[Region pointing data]
"""

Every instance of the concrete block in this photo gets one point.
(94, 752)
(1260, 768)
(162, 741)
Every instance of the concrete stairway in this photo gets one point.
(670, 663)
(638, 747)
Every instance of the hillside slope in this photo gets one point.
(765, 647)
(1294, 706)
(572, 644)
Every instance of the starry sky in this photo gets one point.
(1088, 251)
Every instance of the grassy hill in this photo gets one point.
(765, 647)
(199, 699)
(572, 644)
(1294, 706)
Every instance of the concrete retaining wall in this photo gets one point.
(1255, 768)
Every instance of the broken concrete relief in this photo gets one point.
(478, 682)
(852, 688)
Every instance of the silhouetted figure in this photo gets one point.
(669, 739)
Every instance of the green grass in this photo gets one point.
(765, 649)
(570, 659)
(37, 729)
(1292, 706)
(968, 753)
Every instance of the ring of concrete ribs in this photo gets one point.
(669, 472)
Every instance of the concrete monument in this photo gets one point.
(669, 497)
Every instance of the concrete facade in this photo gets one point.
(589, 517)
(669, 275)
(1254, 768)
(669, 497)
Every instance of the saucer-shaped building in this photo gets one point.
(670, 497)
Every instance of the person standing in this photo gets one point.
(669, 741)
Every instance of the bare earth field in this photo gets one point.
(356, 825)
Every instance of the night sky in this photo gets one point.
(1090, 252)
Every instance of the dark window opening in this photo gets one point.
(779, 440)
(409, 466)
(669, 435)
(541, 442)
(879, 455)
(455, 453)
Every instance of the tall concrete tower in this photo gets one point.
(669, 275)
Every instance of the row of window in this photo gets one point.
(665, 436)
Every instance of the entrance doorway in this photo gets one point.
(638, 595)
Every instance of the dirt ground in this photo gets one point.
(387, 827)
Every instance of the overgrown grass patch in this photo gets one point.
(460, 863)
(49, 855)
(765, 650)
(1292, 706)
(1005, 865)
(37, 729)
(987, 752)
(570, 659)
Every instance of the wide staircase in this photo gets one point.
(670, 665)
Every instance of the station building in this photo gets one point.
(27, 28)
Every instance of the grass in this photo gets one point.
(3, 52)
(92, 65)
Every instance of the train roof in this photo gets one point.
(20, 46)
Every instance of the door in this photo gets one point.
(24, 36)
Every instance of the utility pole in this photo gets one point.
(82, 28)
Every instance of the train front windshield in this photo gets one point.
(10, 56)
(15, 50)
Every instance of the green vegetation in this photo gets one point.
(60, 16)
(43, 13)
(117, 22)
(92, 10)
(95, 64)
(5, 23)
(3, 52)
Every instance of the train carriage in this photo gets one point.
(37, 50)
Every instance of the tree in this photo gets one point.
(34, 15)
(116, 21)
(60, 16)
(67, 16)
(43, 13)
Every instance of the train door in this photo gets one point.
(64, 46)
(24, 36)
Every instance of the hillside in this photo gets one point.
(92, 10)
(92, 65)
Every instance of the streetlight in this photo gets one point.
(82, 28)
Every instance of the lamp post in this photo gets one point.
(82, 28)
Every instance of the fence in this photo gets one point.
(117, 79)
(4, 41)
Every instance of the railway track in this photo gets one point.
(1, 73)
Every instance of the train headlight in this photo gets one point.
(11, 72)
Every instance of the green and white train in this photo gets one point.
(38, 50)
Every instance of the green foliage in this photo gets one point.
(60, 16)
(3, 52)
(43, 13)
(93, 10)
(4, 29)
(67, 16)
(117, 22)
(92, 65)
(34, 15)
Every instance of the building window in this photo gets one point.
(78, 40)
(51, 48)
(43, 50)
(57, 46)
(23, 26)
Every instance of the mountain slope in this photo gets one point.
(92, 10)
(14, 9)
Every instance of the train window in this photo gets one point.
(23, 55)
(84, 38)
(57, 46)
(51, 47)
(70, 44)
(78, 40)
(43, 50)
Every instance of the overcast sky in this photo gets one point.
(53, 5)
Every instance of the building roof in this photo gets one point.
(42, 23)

"""

Give back every entry, word for word.

[Written response]
Every instance of the concrete block in this photo gets one point.
(94, 752)
(1260, 768)
(162, 741)
Every instance of the concrete stairway in this photo gets one point.
(670, 663)
(638, 747)
Every instance of the hillside slope in this photo gets one point.
(765, 647)
(1294, 706)
(572, 644)
Every instance of the starry sky in this photo gets one point.
(1088, 251)
Every instance of the grassy hill in this photo gets one point.
(765, 647)
(199, 699)
(572, 644)
(1294, 706)
Every instance of the concrete retaining wall in this photo gets one point.
(1255, 768)
Every instance of the broken concrete relief in this photo gets one point.
(478, 682)
(852, 688)
Every instance of the silhouetted figure in this photo gets one point.
(669, 739)
Every instance of the green grass in this photo gets one point.
(765, 649)
(570, 659)
(37, 729)
(1292, 706)
(968, 753)
Every instance of the ring of concrete ribs in this photo gets one point.
(669, 472)
Every instance of the concrete monument in this photo gets one point.
(669, 497)
Every instance of the concrete facade in this photo gets one point.
(589, 517)
(669, 275)
(1254, 768)
(669, 497)
Every instance of the saucer-shaped building in this photo gets one point.
(670, 497)
Every instance of the person standing in this photo gets one point.
(669, 741)
Every instance of the bare earth field in this photo gets one point.
(356, 825)
Every instance of the night sky in this photo gets one point.
(1090, 252)
Every instance of the dark window opening in this photo gets one point.
(779, 440)
(409, 466)
(669, 435)
(541, 442)
(879, 455)
(455, 453)
Every instance of the tall concrete tower in this photo gets one point.
(669, 275)
Every instance of the row of window in this photo gets one point.
(665, 436)
Every instance of the entrance doorway in this photo gets one point.
(638, 595)
Every instance of the dirt ground in this photo gets one point.
(387, 827)
Every instance of the overgrown grass patch in this photo gets one point.
(460, 863)
(49, 855)
(765, 650)
(1292, 706)
(1005, 865)
(37, 729)
(987, 752)
(570, 659)
Every instance of the wide staircase in this photo gets one point.
(670, 665)
Every instance of the station building in this photo gets one point.
(27, 28)
Every instance of the grass in this photo gets one point.
(3, 52)
(92, 65)
Every instance of the train roof in this photo gets one point.
(20, 46)
Every instance of the door in this photo gets one point.
(24, 36)
Every instance of the utility pole in this photo gets one point.
(82, 28)
Every instance of the train front windshield in this photo gets one point.
(10, 56)
(15, 50)
Every instance of the green vegetation in this photo gets one point.
(60, 16)
(43, 13)
(117, 22)
(92, 10)
(95, 64)
(5, 23)
(3, 52)
Every instance of the train carriage in this photo gets one point.
(37, 50)
Every instance of the tree in this photo gets one point.
(34, 15)
(116, 21)
(60, 16)
(67, 16)
(43, 13)
Every instance of the train door in this photo gets one point.
(64, 46)
(24, 36)
Every instance of the hillside in this photo gets one point.
(92, 10)
(92, 65)
Every instance of the streetlight in this photo gets one point.
(82, 28)
Every instance of the lamp post in this photo gets one point.
(82, 28)
Every instance of the fence in this photo gets one point.
(117, 79)
(4, 41)
Every instance of the railway track in this photo gets one point.
(1, 73)
Every instance of the train headlight in this photo gets one point.
(11, 72)
Every instance of the green and white train in this photo gets one point.
(38, 50)
Every instance of the green foliage in this photo gets one point.
(60, 16)
(3, 52)
(43, 13)
(93, 10)
(4, 29)
(67, 16)
(117, 22)
(92, 65)
(34, 15)
Every instance of the building window in this photo gets one point.
(78, 40)
(51, 48)
(43, 50)
(57, 46)
(23, 26)
Every instance of the mountain slope in this photo gets one point.
(92, 10)
(14, 9)
Every instance of the train window in this photo gets one point.
(23, 55)
(84, 38)
(57, 46)
(51, 47)
(70, 44)
(78, 40)
(43, 50)
Every instance of the overcast sky in this photo gets one point.
(53, 5)
Every instance of the building roof in this photo gets one point.
(42, 23)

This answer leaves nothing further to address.